SET EXERCISE: Render every line of the material from the line containing "[segment] hiker" through the end, inclusive, as a JSON list of strings, one string per line, with blank lines omitted.

***** INPUT MATERIAL *****

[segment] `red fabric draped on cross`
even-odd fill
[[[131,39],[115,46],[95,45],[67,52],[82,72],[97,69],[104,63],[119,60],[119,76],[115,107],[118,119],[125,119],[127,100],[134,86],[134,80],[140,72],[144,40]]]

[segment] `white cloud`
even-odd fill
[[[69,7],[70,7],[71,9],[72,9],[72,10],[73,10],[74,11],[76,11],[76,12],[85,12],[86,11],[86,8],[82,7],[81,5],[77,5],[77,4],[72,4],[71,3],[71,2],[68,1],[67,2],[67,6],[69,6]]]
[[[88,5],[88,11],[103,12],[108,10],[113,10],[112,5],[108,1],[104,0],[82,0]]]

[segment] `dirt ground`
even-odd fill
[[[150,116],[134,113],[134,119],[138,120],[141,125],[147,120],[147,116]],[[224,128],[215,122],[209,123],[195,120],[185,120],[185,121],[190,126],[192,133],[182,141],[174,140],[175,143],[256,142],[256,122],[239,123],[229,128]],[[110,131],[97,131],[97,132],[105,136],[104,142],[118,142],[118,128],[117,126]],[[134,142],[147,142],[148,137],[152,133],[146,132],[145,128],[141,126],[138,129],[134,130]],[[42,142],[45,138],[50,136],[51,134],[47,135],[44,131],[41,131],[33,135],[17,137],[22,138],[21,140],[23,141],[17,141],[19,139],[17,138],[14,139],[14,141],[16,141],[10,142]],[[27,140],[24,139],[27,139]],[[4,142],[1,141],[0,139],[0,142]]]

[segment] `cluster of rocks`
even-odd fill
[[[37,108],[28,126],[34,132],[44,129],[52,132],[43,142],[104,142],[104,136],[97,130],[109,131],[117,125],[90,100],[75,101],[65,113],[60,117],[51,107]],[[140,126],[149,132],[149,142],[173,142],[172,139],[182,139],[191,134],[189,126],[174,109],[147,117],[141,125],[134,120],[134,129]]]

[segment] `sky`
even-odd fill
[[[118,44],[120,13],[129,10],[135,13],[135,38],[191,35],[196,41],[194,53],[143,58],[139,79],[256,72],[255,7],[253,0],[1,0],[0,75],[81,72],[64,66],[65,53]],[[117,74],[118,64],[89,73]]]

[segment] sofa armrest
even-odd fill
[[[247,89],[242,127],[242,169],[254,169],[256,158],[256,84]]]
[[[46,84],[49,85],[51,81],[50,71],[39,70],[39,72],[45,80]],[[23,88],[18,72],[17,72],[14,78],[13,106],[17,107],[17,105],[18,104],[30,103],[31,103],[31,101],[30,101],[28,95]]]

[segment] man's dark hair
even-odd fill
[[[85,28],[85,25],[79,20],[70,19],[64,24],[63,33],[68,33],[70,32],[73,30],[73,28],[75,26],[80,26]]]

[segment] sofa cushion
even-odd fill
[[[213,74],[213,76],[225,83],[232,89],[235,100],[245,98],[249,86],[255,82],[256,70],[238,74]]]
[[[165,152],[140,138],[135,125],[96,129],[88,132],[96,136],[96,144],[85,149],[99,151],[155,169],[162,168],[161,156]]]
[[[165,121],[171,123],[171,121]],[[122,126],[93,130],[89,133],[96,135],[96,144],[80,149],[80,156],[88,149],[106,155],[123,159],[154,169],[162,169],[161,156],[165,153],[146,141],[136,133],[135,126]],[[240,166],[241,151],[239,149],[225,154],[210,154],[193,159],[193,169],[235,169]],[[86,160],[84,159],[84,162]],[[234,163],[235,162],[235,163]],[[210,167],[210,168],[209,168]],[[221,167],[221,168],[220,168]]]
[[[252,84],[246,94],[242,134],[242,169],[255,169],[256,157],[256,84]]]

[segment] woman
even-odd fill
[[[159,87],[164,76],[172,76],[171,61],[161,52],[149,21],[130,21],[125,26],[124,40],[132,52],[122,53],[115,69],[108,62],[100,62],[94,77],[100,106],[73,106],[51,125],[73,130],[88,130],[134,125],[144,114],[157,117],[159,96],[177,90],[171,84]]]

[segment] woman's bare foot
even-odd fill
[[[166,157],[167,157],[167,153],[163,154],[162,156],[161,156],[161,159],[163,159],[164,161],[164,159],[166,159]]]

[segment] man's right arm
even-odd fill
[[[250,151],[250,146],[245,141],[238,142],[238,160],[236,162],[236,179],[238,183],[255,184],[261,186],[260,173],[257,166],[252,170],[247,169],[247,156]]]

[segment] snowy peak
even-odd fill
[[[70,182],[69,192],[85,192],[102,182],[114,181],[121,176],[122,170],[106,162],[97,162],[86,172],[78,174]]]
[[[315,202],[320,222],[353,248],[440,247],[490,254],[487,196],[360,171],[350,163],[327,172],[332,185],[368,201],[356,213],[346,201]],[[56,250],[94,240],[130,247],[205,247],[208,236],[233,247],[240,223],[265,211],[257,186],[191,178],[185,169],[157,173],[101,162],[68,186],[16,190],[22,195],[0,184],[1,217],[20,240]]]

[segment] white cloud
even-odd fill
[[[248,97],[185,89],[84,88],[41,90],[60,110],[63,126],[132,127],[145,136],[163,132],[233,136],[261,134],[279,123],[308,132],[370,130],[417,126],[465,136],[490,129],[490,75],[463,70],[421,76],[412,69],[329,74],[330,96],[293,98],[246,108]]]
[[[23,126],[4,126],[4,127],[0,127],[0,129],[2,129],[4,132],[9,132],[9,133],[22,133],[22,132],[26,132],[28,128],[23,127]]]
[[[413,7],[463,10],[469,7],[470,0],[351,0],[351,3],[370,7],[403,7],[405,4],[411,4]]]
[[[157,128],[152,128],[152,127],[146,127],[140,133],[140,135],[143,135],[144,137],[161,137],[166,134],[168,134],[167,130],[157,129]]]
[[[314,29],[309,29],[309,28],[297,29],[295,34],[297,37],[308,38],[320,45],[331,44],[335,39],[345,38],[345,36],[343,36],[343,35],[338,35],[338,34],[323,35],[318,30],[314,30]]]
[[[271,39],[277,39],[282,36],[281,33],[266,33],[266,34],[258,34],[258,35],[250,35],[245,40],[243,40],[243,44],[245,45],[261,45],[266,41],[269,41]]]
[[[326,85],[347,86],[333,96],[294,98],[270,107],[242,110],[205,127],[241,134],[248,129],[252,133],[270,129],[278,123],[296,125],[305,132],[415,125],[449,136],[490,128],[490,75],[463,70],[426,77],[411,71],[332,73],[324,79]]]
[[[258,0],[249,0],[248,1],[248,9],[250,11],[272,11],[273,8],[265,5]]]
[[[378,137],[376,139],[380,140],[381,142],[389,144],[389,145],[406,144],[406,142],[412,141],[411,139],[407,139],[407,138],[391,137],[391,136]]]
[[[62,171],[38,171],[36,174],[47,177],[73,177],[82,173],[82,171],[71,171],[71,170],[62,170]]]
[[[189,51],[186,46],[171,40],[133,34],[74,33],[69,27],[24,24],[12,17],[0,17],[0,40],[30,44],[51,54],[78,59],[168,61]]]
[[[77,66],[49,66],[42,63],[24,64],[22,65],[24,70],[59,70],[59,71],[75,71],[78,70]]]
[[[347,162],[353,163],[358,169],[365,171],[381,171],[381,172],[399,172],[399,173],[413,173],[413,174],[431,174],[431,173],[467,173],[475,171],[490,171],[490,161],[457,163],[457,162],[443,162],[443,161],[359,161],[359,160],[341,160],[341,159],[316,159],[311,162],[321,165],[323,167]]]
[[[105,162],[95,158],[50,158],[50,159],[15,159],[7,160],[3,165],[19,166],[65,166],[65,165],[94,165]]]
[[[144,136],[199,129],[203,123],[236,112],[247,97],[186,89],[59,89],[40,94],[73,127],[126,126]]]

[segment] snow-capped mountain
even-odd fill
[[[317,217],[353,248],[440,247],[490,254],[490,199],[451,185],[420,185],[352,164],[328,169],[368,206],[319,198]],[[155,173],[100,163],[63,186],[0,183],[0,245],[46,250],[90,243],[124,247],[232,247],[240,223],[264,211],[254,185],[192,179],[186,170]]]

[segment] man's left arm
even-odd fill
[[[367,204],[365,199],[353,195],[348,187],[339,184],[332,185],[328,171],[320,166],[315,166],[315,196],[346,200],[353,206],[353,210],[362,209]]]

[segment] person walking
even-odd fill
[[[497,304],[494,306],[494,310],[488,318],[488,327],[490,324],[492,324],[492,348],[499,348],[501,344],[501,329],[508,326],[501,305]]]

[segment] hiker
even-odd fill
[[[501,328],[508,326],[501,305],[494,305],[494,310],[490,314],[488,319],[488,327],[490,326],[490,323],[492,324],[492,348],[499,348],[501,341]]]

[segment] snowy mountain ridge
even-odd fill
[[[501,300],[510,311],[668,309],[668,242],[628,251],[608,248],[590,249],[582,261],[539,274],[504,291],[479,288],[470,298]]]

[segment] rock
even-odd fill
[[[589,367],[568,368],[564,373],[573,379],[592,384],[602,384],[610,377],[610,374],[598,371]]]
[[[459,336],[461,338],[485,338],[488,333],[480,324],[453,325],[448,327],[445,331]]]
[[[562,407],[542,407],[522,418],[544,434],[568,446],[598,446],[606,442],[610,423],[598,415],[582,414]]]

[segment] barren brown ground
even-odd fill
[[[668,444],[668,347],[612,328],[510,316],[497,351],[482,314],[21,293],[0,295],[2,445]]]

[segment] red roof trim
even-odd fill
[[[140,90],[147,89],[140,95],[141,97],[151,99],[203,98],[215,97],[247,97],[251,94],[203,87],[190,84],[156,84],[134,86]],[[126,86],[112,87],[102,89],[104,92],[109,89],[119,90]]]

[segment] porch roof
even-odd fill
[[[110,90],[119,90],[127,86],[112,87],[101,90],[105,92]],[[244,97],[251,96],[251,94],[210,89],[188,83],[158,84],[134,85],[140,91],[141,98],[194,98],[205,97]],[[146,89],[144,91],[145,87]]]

*****

TASK ANSWER:
[
  "[segment] hiker",
  "even-odd fill",
  "[[[501,328],[508,326],[501,305],[494,305],[494,310],[490,314],[488,319],[488,327],[490,326],[490,323],[492,324],[492,348],[499,348],[501,341]]]",
  "[segment] snowy mountain ridge",
  "even-odd fill",
  "[[[501,300],[510,311],[668,309],[668,242],[628,251],[608,248],[590,249],[582,261],[539,274],[504,291],[479,288],[470,298]]]",
  "[segment] rock",
  "even-odd fill",
  "[[[589,367],[568,368],[564,373],[573,379],[592,384],[602,384],[610,377],[610,374],[598,371]]]",
  "[[[459,336],[461,338],[485,338],[488,333],[480,324],[453,325],[448,327],[445,331]]]",
  "[[[562,407],[542,407],[522,418],[544,434],[568,446],[598,446],[606,442],[610,423],[598,415],[582,414]]]",
  "[segment] barren brown ground",
  "even-odd fill",
  "[[[668,444],[668,347],[612,328],[510,316],[497,351],[482,314],[21,293],[0,295],[2,445]]]",
  "[segment] red roof trim",
  "even-odd fill",
  "[[[140,90],[147,89],[140,95],[141,97],[151,99],[203,98],[215,97],[247,97],[251,94],[203,87],[190,84],[156,84],[134,86]],[[126,86],[112,87],[102,89],[104,92],[109,89],[119,90]]]",
  "[segment] porch roof",
  "even-odd fill",
  "[[[110,90],[119,90],[127,86],[112,87],[101,90],[105,92]],[[244,97],[251,96],[251,94],[210,89],[188,83],[158,84],[134,85],[140,91],[141,98],[194,98],[205,97]],[[146,89],[144,91],[145,87]]]"
]